** PROBLEM DETAILS **
The answer must be every line below that contains the string "pitch".

** RECORDED DATA **
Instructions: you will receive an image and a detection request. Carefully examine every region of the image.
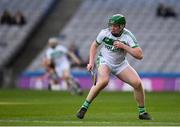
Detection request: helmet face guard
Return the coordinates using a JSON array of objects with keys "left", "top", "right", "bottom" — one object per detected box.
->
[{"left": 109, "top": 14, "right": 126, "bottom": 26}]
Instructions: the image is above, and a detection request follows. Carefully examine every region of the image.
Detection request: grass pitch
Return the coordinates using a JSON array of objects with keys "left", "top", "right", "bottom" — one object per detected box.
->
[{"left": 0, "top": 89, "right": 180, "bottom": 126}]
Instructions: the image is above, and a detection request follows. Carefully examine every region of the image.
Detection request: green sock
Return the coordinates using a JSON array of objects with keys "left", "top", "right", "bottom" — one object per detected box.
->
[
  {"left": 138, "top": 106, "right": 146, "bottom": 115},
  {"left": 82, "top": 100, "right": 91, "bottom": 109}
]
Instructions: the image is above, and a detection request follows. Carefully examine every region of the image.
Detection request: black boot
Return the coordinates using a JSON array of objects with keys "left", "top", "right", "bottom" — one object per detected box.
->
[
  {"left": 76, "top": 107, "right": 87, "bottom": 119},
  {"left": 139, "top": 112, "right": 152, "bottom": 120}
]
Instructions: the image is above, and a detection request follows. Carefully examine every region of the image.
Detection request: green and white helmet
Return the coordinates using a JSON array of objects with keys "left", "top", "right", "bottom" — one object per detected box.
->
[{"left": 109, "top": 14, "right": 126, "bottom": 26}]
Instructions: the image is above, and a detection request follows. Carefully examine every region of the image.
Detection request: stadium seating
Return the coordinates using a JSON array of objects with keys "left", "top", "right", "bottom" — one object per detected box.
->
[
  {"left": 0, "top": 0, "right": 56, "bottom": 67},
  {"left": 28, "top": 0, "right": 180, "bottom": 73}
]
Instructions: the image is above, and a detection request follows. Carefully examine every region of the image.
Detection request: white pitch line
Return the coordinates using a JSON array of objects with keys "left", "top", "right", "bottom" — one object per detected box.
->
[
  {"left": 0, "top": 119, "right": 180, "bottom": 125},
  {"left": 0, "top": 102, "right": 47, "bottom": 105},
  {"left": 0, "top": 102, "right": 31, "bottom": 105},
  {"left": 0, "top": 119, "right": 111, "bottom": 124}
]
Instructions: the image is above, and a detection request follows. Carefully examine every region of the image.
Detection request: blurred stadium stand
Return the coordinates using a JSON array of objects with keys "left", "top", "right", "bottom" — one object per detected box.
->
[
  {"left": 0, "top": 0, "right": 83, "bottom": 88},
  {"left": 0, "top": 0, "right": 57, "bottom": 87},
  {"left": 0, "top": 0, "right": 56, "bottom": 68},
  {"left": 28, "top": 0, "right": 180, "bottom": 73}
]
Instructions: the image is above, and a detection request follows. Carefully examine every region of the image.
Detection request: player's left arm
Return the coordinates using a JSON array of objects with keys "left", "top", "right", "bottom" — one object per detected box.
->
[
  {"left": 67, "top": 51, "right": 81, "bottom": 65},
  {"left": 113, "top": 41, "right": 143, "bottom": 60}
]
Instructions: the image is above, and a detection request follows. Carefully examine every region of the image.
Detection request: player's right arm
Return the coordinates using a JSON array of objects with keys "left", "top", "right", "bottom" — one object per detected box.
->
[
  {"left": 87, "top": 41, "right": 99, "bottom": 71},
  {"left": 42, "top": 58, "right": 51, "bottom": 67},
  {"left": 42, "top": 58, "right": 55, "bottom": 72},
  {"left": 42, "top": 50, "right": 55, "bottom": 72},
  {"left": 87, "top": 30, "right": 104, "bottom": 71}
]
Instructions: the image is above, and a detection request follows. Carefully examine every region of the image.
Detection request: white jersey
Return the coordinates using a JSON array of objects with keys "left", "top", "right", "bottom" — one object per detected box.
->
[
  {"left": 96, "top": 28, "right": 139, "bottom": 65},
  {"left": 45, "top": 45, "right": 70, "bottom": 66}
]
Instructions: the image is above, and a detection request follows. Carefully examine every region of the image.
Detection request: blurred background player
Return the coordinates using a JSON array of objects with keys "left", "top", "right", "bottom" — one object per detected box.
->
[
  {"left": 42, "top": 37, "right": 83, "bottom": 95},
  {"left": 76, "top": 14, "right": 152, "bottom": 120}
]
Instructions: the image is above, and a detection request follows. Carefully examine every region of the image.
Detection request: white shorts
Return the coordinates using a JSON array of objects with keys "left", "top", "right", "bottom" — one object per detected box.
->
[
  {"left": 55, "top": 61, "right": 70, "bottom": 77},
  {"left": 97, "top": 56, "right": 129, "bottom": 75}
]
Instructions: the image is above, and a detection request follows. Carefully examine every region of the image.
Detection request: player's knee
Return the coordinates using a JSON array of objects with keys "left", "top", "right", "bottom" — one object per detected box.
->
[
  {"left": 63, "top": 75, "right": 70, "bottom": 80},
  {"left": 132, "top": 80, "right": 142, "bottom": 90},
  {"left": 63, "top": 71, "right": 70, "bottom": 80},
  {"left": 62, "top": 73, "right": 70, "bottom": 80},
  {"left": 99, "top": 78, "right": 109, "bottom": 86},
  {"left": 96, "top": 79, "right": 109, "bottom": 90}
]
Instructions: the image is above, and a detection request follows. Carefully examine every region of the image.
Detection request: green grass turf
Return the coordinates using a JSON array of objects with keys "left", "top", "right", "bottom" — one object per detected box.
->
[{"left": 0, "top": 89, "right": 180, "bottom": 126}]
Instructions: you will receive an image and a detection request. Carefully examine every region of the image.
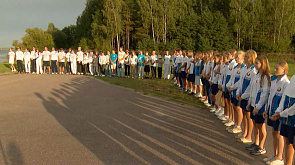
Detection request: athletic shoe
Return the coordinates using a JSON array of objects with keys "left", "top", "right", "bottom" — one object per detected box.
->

** RESULT FOR THIS TASK **
Detection request: grass pitch
Detection request: white pitch line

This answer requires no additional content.